▶ Data shown:

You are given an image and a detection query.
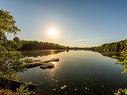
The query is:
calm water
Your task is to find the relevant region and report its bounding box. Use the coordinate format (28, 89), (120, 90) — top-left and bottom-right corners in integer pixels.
(19, 51), (127, 95)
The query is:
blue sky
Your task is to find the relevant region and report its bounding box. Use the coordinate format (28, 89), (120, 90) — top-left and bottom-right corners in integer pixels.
(0, 0), (127, 46)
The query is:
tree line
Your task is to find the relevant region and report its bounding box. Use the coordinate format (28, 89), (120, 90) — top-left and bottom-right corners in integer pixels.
(19, 40), (66, 51)
(89, 39), (127, 52)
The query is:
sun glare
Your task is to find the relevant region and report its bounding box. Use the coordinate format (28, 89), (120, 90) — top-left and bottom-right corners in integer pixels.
(47, 26), (59, 38)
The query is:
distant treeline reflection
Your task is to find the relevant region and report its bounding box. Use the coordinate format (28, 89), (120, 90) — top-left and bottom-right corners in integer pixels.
(22, 50), (65, 57)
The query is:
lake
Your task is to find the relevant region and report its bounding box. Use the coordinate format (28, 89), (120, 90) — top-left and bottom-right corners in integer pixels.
(19, 50), (127, 95)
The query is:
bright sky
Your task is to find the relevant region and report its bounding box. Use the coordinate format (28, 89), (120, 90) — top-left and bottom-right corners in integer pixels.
(0, 0), (127, 46)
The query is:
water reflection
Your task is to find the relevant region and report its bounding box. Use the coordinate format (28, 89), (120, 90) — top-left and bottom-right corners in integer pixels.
(19, 51), (127, 95)
(22, 50), (65, 57)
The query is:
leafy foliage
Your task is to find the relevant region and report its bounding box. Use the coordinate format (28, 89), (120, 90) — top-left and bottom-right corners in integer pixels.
(91, 39), (127, 52)
(0, 10), (24, 79)
(19, 40), (66, 51)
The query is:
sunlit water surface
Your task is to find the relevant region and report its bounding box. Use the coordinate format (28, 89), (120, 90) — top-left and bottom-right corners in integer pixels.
(19, 50), (127, 95)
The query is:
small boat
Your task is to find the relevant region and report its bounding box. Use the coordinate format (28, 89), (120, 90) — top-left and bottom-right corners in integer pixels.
(40, 63), (54, 69)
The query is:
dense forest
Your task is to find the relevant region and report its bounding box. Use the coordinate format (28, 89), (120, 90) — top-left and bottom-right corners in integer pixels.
(89, 39), (127, 52)
(19, 40), (66, 51)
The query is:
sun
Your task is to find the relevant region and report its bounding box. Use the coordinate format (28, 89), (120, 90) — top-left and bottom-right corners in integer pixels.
(47, 26), (59, 38)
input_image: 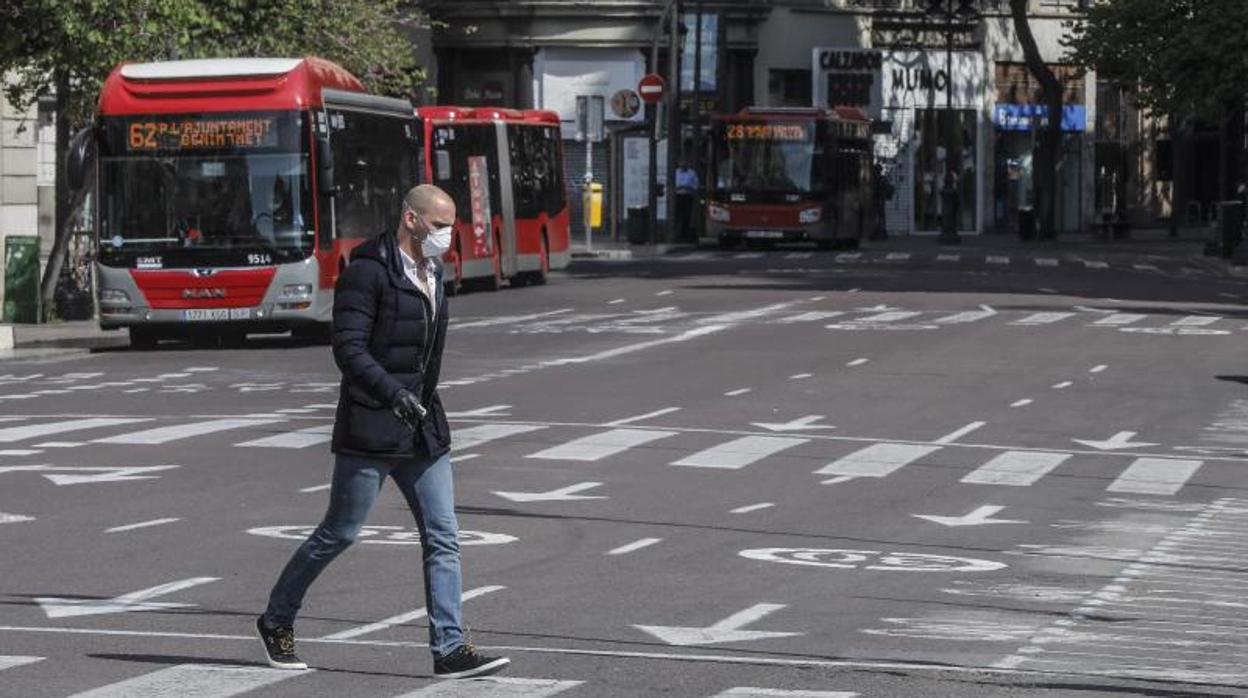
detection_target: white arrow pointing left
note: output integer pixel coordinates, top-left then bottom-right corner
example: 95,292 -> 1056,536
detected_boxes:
494,482 -> 607,502
1071,431 -> 1157,451
0,466 -> 182,484
633,603 -> 804,646
35,577 -> 220,618
910,504 -> 1027,527
750,415 -> 836,431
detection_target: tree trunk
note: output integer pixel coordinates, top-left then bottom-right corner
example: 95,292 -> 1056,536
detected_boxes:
1010,0 -> 1062,238
40,70 -> 72,322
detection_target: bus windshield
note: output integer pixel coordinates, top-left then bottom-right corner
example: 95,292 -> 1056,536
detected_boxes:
100,111 -> 316,265
714,121 -> 820,194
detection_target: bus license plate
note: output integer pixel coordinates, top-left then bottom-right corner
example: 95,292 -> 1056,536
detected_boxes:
182,308 -> 251,322
745,230 -> 784,240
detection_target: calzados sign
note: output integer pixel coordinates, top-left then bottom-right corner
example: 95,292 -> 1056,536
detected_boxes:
127,117 -> 277,150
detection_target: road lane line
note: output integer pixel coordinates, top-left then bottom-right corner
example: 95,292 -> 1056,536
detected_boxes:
729,502 -> 775,513
451,425 -> 545,451
1010,312 -> 1077,326
321,584 -> 507,639
603,407 -> 680,427
1106,458 -> 1204,494
396,677 -> 585,698
104,518 -> 182,533
962,451 -> 1071,487
932,422 -> 987,443
0,417 -> 151,443
63,664 -> 305,698
525,428 -> 676,461
235,425 -> 333,448
671,436 -> 810,469
91,420 -> 285,445
607,538 -> 663,554
815,443 -> 942,477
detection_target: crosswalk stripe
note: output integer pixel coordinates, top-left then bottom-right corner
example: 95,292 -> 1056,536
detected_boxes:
671,436 -> 810,471
0,417 -> 151,443
815,443 -> 941,477
778,310 -> 845,325
1010,312 -> 1075,325
934,310 -> 997,325
70,664 -> 303,698
235,425 -> 333,448
0,654 -> 44,672
854,310 -> 922,323
1106,458 -> 1204,494
451,425 -> 545,451
397,677 -> 585,698
1171,315 -> 1222,327
962,451 -> 1071,487
92,420 -> 285,445
525,428 -> 676,461
711,686 -> 857,698
1092,312 -> 1148,326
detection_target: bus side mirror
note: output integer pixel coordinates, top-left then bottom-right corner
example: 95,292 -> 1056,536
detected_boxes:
65,127 -> 94,190
316,137 -> 338,196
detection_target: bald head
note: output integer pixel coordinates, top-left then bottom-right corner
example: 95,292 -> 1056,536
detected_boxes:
403,185 -> 456,224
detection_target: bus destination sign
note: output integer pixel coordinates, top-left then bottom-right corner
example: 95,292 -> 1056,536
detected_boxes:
127,116 -> 277,151
725,124 -> 810,141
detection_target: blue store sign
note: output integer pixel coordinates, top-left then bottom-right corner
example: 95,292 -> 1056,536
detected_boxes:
992,104 -> 1087,132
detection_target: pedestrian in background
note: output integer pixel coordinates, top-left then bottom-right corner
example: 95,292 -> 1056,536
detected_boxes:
256,185 -> 509,678
676,160 -> 701,242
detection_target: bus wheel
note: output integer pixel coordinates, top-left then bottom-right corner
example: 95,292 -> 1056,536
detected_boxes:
130,327 -> 160,351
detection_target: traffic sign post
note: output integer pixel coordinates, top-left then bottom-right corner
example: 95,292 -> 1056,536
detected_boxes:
636,72 -> 666,104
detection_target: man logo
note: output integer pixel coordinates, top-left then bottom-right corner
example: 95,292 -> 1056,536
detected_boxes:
182,288 -> 226,301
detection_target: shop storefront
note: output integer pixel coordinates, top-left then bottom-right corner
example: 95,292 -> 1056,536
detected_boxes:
811,49 -> 987,235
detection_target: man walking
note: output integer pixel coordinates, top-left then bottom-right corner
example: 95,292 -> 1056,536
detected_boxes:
256,185 -> 509,678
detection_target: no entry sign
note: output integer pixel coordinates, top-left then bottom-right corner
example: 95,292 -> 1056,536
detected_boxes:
636,72 -> 664,104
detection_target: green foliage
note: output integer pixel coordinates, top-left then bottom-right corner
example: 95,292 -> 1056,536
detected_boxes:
0,0 -> 424,122
1070,0 -> 1248,119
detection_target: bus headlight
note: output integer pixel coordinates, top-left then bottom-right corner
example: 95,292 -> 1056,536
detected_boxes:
282,283 -> 312,298
100,288 -> 130,306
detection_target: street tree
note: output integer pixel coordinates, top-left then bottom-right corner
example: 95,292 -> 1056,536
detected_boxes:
1070,0 -> 1248,234
1010,0 -> 1062,238
0,0 -> 426,316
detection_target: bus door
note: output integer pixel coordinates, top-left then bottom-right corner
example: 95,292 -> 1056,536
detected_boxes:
494,121 -> 518,276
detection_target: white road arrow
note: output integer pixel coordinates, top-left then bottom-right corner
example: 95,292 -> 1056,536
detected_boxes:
494,482 -> 607,502
633,603 -> 804,646
1071,431 -> 1157,451
0,466 -> 182,484
35,577 -> 220,618
750,415 -> 836,431
447,405 -> 512,420
910,504 -> 1027,527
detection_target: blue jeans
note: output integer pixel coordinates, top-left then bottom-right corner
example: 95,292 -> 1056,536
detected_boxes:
265,455 -> 464,659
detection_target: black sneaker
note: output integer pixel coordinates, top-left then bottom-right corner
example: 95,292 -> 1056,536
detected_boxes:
433,642 -> 512,678
256,616 -> 308,669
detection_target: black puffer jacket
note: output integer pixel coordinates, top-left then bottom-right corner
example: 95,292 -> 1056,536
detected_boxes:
332,233 -> 451,458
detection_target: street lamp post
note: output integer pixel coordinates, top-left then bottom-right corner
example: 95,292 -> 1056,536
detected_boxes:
926,0 -> 980,245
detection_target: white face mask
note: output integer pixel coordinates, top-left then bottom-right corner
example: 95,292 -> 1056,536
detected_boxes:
421,226 -> 451,257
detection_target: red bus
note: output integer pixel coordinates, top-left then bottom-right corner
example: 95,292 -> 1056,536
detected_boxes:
86,57 -> 422,346
706,107 -> 872,248
416,106 -> 572,290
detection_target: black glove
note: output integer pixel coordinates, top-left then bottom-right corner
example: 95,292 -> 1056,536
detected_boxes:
391,390 -> 424,431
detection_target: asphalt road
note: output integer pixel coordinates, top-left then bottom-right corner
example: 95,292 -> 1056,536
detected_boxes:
0,247 -> 1248,698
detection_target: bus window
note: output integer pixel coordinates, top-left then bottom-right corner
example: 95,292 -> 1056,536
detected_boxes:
329,110 -> 419,237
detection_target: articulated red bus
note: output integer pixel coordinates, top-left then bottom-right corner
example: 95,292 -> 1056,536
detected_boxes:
87,57 -> 422,346
706,107 -> 872,248
417,106 -> 572,290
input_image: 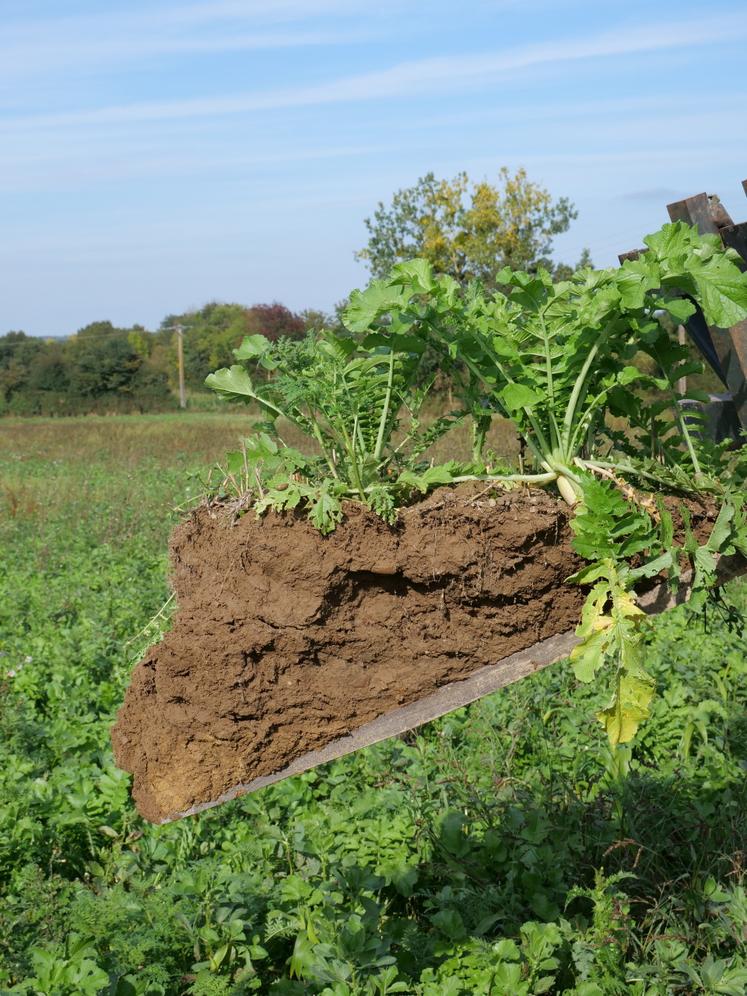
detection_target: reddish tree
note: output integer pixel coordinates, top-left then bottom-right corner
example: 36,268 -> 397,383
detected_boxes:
247,301 -> 306,342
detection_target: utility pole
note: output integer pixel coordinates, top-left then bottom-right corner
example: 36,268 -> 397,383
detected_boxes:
166,323 -> 187,408
176,325 -> 187,408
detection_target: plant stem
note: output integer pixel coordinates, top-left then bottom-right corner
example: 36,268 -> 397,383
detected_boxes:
374,349 -> 394,460
452,471 -> 558,484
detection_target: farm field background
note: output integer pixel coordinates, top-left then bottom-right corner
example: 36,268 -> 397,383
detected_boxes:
0,413 -> 747,996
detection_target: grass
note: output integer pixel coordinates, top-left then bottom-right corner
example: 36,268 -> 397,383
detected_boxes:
0,413 -> 747,996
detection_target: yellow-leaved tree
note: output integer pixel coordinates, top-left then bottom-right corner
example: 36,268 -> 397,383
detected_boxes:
356,166 -> 588,288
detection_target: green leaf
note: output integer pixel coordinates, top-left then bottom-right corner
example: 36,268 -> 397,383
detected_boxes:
391,259 -> 438,294
499,383 -> 541,412
309,488 -> 342,535
205,364 -> 257,399
342,280 -> 408,332
397,464 -> 454,494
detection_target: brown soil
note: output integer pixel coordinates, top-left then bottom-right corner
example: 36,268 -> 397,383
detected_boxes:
112,485 -> 712,822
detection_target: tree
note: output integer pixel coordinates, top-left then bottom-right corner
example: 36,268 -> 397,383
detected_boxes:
356,166 -> 577,288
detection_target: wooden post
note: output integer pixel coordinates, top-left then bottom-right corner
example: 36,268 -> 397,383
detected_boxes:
667,189 -> 747,429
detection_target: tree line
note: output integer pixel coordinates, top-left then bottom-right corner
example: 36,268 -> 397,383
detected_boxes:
0,302 -> 318,415
0,167 -> 589,415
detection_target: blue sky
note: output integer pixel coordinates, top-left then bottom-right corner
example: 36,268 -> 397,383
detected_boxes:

▶ Required work: Please format the lines above, from the line holding "detection_target: articulated red bus" through the line holding "356,166 -> 588,288", inclusive, as a Markdown table with the columns Row and Text. Skip blank lines and leave the pictures out of the answer.

▶ Exercise response:
| Row | Text |
|---|---|
| 1 | detection_target: articulated red bus |
| 2 | note: output integer pixel coordinates, top-left then bottom-right corner |
| 3 | example: 95,292 -> 1056,536 |
| 4 | detected_boxes: |
| 5 | 87,57 -> 422,346 |
| 6 | 706,107 -> 872,248 |
| 7 | 417,106 -> 572,290 |
| 8 | input_image:  |
| 9 | detection_target: reddish tree |
| 10 | note: output integer pixel coordinates, top-left then bottom-right corner |
| 11 | example: 36,268 -> 397,383 |
| 12 | detected_boxes: |
| 13 | 247,301 -> 306,342 |
| 14 | detection_target: utility pole |
| 15 | note: output integer pixel coordinates, top-left then bottom-right corner |
| 16 | example: 36,268 -> 397,383 |
| 17 | detected_boxes: |
| 18 | 166,323 -> 187,408 |
| 19 | 176,325 -> 187,408 |
| 20 | detection_target: plant stem |
| 21 | note: output integer pixel coordinates, top-left then bottom-right corner |
| 22 | example: 36,268 -> 397,383 |
| 23 | detected_boxes: |
| 24 | 374,349 -> 394,460 |
| 25 | 452,471 -> 558,484 |
| 26 | detection_target: farm field background |
| 27 | note: output integer pixel coordinates, top-left then bottom-right corner |
| 28 | example: 36,268 -> 397,383 |
| 29 | detected_boxes: |
| 30 | 0,413 -> 747,996 |
| 31 | detection_target: grass |
| 32 | note: output integer pixel coordinates, top-left then bottom-right corner |
| 33 | example: 36,268 -> 397,383 |
| 34 | detected_boxes: |
| 35 | 0,413 -> 747,996 |
| 36 | detection_target: yellow-leaved tree |
| 37 | note: output integer pixel coordinates, top-left then bottom-right corner |
| 38 | example: 36,268 -> 397,383 |
| 39 | detected_boxes: |
| 40 | 356,166 -> 588,288 |